* CONSIGNE *
Recopiez, dans l'extrait à lire, la partie qui s'ouvre sur les mots contenant "9 La loi est" et se ferme sur "jeu du sujet.".

9 La loi est faite, devrait être faite, pour l'homme, dont il ne
faut jamais désespérer et qu'il ne faut jamais désespérer,
dit-on.
Si les "secrets d'alcôve" sont souvent des secrets de
Polichinelle, par contre « l'intime » peut conduire, d'un
commun accord, à garder des choses secrètes, mais celles-là
ne fabriqueront pas du Réel. Les secrets d'état ou de famille,
dans leur compacité, tout autant que la transparence prônée
par Bentham, font des ravages : l'une et l'autre sont à l'opposé
d'un lieu vide, intime, nécessaire au libre jeu du sujet.
Notes
1 Au sens de Pierce: le signe représente le sujet pour un autre
sujet, alors que, pour Lacan, le signifiant représenté
le sujet pour un autre signifiant, et le plus souvent à l'insu
de celui-ci. Le premier système conduit à la "transparence",
si chère aux politiques, le second à 1'intime et au secret.
2 « Les incestes réels, ce n’est pas pour nous, c'est
pour l'ASE (Aide Sociale à l'Enfance »" disait récemment
un analyste connu. Freud, Ferenczi, réveillez - vous ! "
3 Autrefois, ces faits ne sortaient pas de la famille élargie
ou du clin; voire du village, et on savait y mettre fin énergiquement..
4 Il n'a fallu que plusieurs mois pour que le Parquet se mobilise.
5 Qu'on se rappelle l'affaire du Mans qui fit scandale il y a environ
6 Contrairement à une idéologie pseudo-analytique qui
fit des ravages dans les années 70 : ne parlait-on pas de «
faire de la psychanalyse dans les catacombes » ?

* DONNÉES D'ENTRÉE *
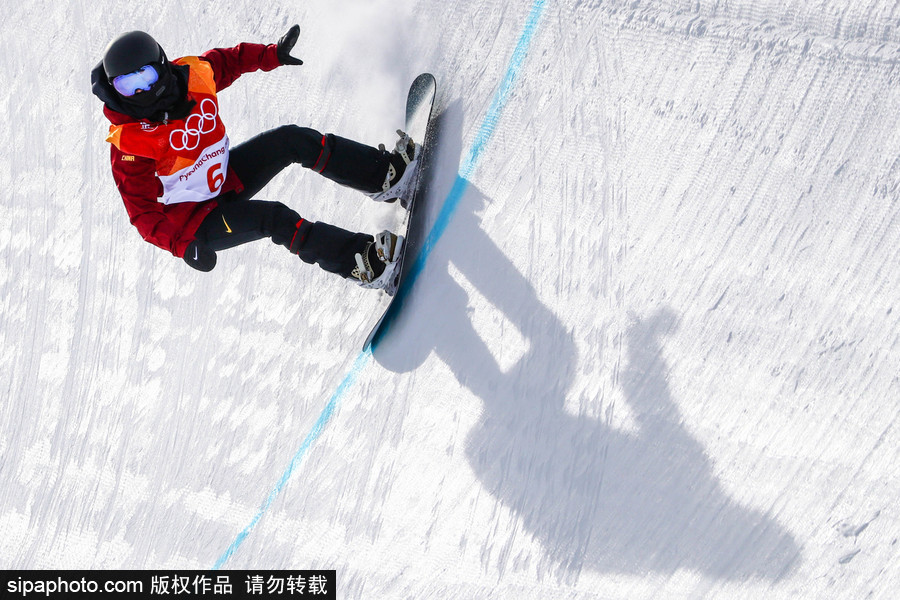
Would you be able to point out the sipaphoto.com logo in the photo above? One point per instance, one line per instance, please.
(24, 587)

* RÉPONSE RÉDIGÉE *
9 La loi est faite, devrait être faite, pour l'homme, dont il ne
faut jamais désespérer et qu'il ne faut jamais désespérer,
dit-on.
Si les "secrets d'alcôve" sont souvent des secrets de
Polichinelle, par contre « l'intime » peut conduire, d'un
commun accord, à garder des choses secrètes, mais celles-là
ne fabriqueront pas du Réel. Les secrets d'état ou de famille,
dans leur compacité, tout autant que la transparence prônée
par Bentham, font des ravages : l'une et l'autre sont à l'opposé
d'un lieu vide, intime, nécessaire au libre jeu du sujet.